● OBJECTIVE A: List each line of the records below that contains the string "brown". Matching is case-sensitive.

● PAGE EXCERPT:
* Start *

Reputation: 15345
I have overriden Sharepoint page's Render method to cut out some script tag from the html sent to client browser like this:
protected override void Render(HtmlTextWriter originalWriter)
{
string content = string.Empty;
using (StringWriter stringWriter = new StringWriter())
{
using (HtmlTextWriter htmlWriter = new HtmlTextWriter(stringWriter))
{
//render the page to my temp writer
base.Render(htmlWriter);
htmlWriter.Close();
//get page content that would normally be sent to client
content = stringWriter.ToString();
stringWriter.Close();
}
}
//replace the script tag
Regex regex = new Regex(@"<script>.*RTE_ConvertTextAreaToRichEdit.*<"+"/script>");
content = regex.Replace(content, string.Empty);
//write modified html to the original writer
originalWriter.Write(content);
}
After this change something strange happened: a part of page that usually is in the upper-right corner and says "Welcome XXX" is not displayed properly. When I view the source of the page, this text is writter BEFORE HTML tag - before any html starts. I can't figure out what is going on for last two days.
Have you got any ideas, has anyone had similar problem?
Upvotes: 1
Views: 1428
Reputation: 71
This is a sharePoint issue actually... happens in 2010 and 2013 as well.
if you manipulate the Render the way you have in your sample it is going to gank.
You cant write back to the writer directly. use:
StrinBuilder sb = new StringBuilder();
StringWriter str = new StringWriter(sb);
HtmlTextWriter wrt = new HtmlTextWriter(str);
base.Render(wrt);
wrt.close();
string html = sb.ToString();
html = SomeFunctionManipulatingYourHTML(html).Trim();
if (html.Length >0)
{
Response.Buffer = true;
Response.Clear();
Response.ContentType = "text/html";
Response.Write(html);
Response.Flush();
Response.End();
}
Worked for me... You will still have to populate the top right corner "Welcome Message" as that is populated after Render but at least you can now manipulate it and have clean HTML. I just populated that part of the page using RegEx after the fact.

* End *

● MATERIAL PROVIDED:
* Start *

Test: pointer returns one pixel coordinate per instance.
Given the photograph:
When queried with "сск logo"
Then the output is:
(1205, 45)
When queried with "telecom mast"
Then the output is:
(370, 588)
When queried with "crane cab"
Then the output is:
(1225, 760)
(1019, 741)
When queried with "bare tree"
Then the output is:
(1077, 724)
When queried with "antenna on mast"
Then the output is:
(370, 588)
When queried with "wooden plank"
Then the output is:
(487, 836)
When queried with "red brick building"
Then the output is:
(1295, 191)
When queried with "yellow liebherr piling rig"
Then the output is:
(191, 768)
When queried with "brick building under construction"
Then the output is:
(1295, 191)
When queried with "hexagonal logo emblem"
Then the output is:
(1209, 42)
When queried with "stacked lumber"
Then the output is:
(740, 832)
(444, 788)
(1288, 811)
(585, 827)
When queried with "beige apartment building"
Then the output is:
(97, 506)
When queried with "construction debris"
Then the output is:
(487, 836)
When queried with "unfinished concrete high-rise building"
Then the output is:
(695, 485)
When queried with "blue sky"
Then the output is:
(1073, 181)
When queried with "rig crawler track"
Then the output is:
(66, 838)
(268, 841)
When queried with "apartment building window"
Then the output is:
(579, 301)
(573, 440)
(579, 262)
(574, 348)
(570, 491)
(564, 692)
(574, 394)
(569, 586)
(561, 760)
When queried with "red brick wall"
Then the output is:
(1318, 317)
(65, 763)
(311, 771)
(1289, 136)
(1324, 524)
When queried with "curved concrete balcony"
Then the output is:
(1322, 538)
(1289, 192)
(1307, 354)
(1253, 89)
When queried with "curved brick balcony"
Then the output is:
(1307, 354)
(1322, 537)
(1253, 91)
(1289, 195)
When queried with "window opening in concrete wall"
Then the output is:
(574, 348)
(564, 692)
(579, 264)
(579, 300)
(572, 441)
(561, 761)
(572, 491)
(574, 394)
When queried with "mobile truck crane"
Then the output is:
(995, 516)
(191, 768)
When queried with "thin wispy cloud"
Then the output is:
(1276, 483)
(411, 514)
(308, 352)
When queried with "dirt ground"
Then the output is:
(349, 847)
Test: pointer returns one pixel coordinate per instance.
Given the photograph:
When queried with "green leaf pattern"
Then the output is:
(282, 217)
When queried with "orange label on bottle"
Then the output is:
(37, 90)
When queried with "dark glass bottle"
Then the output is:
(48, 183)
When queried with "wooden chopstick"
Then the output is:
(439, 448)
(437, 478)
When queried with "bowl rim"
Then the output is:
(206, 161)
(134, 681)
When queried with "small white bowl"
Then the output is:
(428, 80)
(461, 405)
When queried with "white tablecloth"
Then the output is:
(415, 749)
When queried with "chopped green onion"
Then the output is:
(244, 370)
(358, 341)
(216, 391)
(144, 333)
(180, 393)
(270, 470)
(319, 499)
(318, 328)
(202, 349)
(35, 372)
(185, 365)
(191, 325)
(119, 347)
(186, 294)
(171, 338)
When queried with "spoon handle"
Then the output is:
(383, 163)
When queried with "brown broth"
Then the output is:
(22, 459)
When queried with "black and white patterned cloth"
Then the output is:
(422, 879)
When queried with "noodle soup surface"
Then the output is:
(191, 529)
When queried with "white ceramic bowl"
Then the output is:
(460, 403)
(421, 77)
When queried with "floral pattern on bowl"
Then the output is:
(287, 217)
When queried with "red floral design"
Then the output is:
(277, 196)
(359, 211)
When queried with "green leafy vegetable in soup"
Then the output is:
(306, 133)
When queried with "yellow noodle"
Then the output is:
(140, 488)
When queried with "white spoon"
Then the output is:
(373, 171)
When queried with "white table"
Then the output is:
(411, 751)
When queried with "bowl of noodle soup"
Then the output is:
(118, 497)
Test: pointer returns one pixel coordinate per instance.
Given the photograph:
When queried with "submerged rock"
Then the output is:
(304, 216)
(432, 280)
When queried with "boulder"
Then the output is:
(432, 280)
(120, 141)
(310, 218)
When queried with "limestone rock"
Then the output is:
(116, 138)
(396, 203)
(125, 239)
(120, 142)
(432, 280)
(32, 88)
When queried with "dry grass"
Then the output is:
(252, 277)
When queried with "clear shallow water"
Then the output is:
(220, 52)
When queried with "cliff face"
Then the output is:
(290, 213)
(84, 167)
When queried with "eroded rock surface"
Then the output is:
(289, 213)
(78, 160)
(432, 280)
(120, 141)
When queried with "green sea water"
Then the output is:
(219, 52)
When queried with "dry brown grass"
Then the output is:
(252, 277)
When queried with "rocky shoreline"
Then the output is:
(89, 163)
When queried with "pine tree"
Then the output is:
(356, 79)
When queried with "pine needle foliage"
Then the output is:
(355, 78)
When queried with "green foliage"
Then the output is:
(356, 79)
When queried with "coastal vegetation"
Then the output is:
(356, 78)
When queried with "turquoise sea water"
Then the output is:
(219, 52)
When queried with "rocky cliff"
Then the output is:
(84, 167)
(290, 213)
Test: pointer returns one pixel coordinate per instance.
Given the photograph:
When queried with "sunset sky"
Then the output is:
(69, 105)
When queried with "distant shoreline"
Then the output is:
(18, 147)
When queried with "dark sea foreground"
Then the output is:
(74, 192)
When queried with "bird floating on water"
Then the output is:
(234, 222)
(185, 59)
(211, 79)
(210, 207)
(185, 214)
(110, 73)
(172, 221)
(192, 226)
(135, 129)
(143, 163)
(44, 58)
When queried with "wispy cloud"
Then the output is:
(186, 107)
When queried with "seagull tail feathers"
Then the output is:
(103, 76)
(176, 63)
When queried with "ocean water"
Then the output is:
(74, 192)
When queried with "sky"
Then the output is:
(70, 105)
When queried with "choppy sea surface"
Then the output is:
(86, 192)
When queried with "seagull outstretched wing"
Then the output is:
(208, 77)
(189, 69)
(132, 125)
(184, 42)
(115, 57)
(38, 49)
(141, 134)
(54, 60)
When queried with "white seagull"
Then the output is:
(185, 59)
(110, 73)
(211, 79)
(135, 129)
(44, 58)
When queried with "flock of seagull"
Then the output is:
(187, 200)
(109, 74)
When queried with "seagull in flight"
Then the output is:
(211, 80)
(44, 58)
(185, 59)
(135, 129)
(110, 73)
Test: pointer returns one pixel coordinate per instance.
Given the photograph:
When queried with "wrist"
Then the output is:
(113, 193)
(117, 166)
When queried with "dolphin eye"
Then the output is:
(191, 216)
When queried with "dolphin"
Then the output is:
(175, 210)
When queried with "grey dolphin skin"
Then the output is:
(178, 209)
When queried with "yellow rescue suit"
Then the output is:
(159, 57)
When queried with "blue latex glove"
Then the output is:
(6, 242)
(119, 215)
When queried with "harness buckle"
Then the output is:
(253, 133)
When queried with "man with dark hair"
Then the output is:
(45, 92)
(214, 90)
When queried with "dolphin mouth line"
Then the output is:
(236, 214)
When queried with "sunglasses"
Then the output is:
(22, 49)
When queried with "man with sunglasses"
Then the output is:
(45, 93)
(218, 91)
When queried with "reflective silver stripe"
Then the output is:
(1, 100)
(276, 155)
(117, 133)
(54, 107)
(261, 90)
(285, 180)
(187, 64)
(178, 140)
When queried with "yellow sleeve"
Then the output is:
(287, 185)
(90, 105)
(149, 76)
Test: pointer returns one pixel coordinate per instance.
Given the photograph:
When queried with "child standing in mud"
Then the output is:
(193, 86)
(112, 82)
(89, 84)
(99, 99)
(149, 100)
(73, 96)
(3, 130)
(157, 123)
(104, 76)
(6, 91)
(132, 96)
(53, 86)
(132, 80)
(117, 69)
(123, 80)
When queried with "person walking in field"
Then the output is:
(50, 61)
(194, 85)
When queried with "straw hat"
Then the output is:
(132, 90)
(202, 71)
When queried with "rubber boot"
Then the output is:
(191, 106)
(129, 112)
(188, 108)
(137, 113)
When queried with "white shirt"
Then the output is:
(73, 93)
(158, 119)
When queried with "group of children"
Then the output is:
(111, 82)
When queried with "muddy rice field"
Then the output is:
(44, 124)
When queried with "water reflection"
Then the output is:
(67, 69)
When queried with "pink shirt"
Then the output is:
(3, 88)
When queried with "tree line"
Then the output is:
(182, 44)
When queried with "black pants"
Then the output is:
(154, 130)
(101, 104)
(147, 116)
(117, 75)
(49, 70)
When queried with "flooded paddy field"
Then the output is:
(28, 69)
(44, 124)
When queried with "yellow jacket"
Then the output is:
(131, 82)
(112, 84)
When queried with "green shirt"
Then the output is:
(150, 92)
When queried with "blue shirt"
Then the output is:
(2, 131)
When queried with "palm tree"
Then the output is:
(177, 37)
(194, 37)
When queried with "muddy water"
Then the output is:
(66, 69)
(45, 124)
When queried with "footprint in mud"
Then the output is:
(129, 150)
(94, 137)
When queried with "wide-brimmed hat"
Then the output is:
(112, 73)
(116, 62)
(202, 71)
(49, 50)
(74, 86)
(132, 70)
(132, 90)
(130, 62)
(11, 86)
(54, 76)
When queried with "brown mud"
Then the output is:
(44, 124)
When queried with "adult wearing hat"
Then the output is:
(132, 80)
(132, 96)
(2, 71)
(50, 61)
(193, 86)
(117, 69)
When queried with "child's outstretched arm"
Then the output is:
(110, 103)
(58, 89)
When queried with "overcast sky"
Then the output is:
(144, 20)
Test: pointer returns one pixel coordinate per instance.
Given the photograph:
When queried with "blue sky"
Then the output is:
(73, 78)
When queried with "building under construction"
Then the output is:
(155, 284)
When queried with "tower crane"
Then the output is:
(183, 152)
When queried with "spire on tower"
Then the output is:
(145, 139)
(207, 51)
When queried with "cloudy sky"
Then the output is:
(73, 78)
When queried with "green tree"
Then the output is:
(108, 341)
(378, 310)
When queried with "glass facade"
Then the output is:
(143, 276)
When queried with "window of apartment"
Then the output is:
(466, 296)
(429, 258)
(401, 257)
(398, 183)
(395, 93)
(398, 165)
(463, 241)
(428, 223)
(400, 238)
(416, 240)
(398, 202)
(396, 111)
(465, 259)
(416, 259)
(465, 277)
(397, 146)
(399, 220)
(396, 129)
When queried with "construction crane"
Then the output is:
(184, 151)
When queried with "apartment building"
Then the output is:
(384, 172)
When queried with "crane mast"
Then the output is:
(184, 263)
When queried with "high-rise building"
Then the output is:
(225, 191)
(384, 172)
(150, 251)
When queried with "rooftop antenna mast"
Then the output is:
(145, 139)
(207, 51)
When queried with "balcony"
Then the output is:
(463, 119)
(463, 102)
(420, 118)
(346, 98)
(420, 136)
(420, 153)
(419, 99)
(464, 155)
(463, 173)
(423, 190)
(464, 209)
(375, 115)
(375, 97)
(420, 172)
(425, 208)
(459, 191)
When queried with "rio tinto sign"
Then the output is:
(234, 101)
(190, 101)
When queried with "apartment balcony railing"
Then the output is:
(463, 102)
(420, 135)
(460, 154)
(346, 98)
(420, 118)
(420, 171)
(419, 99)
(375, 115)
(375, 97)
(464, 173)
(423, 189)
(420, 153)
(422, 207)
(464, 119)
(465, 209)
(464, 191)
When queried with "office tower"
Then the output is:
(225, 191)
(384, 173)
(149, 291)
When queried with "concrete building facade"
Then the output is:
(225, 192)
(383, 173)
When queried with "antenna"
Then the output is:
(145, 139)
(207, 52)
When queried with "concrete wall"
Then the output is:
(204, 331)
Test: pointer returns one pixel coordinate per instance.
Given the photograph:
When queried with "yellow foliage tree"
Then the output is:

* End *

● OBJECTIVE B: Reproduce the passage of the SharePoint forum thread above starting at "Reputation: 15345" and ending at "void Render(HtmlTextWriter originalWriter)".

● ANSWER A:
When queried with "brown broth"
When queried with "dry brown grass"
When queried with "brown mud"

● ANSWER B:
Reputation: 15345
I have overriden Sharepoint page's Render method to cut out some script tag from the html sent to client browser like this:
protected override void Render(HtmlTextWriter originalWriter)